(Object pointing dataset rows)
---

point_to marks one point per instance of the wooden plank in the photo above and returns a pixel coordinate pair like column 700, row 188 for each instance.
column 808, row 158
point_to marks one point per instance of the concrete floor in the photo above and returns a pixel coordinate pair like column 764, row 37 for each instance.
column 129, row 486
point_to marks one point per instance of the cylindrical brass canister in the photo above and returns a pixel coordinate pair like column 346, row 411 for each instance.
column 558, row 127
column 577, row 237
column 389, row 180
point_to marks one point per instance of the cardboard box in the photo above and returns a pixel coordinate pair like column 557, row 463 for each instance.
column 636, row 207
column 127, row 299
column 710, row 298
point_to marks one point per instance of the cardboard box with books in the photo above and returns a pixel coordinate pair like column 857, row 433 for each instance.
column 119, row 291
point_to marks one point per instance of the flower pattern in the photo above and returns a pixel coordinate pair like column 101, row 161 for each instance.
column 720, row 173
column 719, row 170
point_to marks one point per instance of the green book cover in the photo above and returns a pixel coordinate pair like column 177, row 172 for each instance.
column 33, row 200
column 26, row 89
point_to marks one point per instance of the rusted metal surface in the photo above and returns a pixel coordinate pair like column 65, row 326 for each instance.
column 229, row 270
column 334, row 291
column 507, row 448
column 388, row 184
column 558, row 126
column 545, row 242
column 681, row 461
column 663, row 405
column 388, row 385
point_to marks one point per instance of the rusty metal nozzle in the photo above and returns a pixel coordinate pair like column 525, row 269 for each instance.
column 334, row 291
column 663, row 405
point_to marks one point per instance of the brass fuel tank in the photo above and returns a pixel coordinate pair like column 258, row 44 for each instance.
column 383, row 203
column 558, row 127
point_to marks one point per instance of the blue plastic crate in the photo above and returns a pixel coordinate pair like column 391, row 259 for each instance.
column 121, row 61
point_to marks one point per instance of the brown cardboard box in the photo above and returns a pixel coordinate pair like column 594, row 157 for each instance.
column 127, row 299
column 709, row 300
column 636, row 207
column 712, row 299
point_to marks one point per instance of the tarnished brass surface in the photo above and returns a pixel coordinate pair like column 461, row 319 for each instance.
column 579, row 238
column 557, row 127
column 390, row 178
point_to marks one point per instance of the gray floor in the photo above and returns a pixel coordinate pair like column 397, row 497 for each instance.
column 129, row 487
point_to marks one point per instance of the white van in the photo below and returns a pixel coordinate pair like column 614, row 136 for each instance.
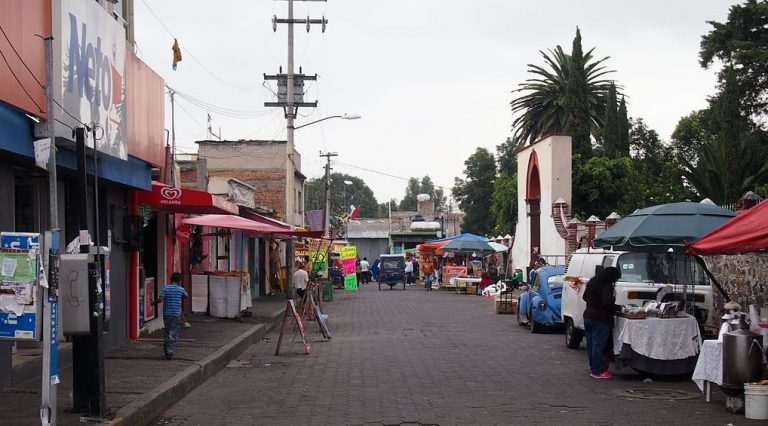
column 642, row 275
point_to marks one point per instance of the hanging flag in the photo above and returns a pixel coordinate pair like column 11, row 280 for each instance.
column 354, row 212
column 176, row 53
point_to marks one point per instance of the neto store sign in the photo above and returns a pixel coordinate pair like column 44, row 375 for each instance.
column 90, row 48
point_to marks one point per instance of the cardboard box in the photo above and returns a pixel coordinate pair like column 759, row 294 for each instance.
column 505, row 307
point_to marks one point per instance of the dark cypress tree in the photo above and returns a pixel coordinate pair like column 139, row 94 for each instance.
column 623, row 129
column 611, row 132
column 576, row 102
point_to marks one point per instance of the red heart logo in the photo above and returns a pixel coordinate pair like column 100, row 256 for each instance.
column 170, row 193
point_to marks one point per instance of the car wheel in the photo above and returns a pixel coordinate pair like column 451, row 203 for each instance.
column 573, row 335
column 520, row 320
column 535, row 327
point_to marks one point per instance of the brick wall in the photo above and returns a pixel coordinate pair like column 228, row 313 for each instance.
column 269, row 185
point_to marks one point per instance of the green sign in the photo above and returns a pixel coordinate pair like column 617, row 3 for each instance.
column 350, row 282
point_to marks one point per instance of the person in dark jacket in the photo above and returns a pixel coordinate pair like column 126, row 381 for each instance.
column 600, row 296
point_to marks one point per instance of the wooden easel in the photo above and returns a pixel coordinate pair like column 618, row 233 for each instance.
column 311, row 310
column 290, row 311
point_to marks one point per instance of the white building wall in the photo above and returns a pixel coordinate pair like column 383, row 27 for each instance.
column 554, row 160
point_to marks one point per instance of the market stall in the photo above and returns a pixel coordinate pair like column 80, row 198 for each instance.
column 659, row 346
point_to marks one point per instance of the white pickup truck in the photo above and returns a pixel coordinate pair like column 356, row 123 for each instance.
column 642, row 275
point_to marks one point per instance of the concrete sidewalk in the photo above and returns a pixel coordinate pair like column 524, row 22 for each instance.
column 140, row 384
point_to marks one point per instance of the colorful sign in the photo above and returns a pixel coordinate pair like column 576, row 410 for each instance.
column 19, row 286
column 348, row 252
column 350, row 282
column 90, row 57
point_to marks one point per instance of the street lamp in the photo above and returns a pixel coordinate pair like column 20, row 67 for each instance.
column 343, row 117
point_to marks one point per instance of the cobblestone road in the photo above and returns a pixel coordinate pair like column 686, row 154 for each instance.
column 417, row 357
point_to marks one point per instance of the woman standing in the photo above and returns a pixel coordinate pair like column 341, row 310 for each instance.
column 600, row 296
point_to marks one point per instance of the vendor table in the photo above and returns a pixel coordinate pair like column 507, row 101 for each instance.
column 668, row 346
column 460, row 283
column 709, row 368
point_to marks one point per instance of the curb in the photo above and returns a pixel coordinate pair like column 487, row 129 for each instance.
column 150, row 405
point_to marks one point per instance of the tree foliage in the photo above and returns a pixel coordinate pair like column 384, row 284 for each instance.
column 474, row 192
column 741, row 43
column 541, row 107
column 425, row 186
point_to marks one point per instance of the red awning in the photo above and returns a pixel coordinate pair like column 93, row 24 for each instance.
column 183, row 200
column 243, row 224
column 746, row 232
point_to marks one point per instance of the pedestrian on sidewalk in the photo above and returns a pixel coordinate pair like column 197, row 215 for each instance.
column 600, row 296
column 408, row 272
column 300, row 279
column 428, row 269
column 172, row 295
column 365, row 270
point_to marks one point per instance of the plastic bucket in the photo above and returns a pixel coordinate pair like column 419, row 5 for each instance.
column 756, row 401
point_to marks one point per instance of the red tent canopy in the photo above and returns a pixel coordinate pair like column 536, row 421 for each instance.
column 745, row 233
column 243, row 224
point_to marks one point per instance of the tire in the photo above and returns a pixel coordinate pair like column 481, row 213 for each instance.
column 535, row 327
column 573, row 335
column 520, row 320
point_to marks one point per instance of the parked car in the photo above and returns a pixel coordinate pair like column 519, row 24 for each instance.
column 539, row 304
column 392, row 270
column 643, row 274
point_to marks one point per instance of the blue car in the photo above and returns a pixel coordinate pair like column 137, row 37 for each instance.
column 539, row 305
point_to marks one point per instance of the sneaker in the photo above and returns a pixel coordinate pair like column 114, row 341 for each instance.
column 603, row 375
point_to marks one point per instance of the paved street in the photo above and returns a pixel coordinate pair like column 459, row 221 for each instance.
column 417, row 357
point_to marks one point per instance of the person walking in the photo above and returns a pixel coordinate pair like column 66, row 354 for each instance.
column 600, row 296
column 408, row 272
column 172, row 296
column 365, row 270
column 428, row 269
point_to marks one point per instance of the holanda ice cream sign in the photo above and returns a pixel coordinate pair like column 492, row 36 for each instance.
column 90, row 56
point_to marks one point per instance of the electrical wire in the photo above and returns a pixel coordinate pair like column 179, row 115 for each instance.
column 20, row 83
column 193, row 56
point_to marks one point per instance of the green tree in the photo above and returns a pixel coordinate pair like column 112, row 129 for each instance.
column 741, row 43
column 611, row 128
column 504, row 206
column 624, row 127
column 599, row 184
column 474, row 192
column 540, row 107
column 733, row 160
column 576, row 103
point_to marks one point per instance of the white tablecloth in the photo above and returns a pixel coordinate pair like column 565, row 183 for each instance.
column 455, row 280
column 710, row 364
column 662, row 339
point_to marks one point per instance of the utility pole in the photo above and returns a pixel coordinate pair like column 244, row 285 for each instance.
column 290, row 100
column 173, row 139
column 327, row 228
column 50, row 295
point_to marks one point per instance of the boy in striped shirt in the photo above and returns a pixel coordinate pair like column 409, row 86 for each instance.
column 172, row 296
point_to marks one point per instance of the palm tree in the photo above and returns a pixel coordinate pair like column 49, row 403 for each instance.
column 540, row 109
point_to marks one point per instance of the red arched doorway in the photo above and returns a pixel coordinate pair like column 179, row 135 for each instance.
column 533, row 205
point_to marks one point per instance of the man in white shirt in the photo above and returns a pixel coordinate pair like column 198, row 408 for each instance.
column 365, row 269
column 300, row 279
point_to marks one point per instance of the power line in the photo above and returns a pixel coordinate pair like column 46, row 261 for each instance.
column 190, row 53
column 20, row 83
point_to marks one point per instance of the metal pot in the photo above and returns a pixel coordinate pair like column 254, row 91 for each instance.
column 742, row 358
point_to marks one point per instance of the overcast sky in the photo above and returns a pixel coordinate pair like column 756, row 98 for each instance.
column 431, row 79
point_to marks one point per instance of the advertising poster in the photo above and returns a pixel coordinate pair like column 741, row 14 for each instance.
column 18, row 286
column 348, row 256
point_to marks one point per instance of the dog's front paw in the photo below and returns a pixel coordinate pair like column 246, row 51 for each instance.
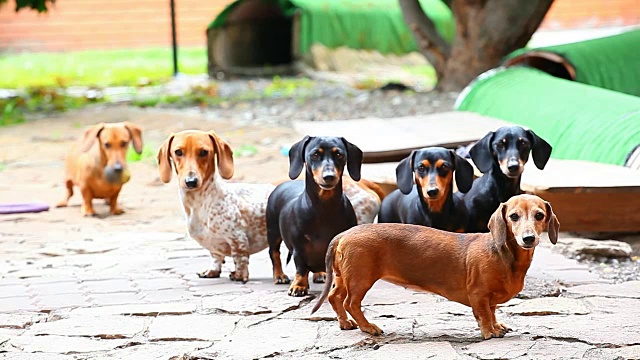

---

Copy the records word for word from the very first line down through the line containing "column 389, row 180", and include that line.

Correct result:
point_to marks one point per instance of the wooden plank in the photo above and returns a pixel coordinate pair like column 700, row 188 for each instance.
column 808, row 158
point_to marks one point per instance of the concrete floor in the photo above and returns a pixel coordinate pair like column 764, row 37 for each instance.
column 129, row 486
point_to marks one point per instance of the cylindrical brass canister in the photo above and returns a pixel coordinate pair like column 346, row 411 for each instance.
column 558, row 127
column 577, row 237
column 389, row 180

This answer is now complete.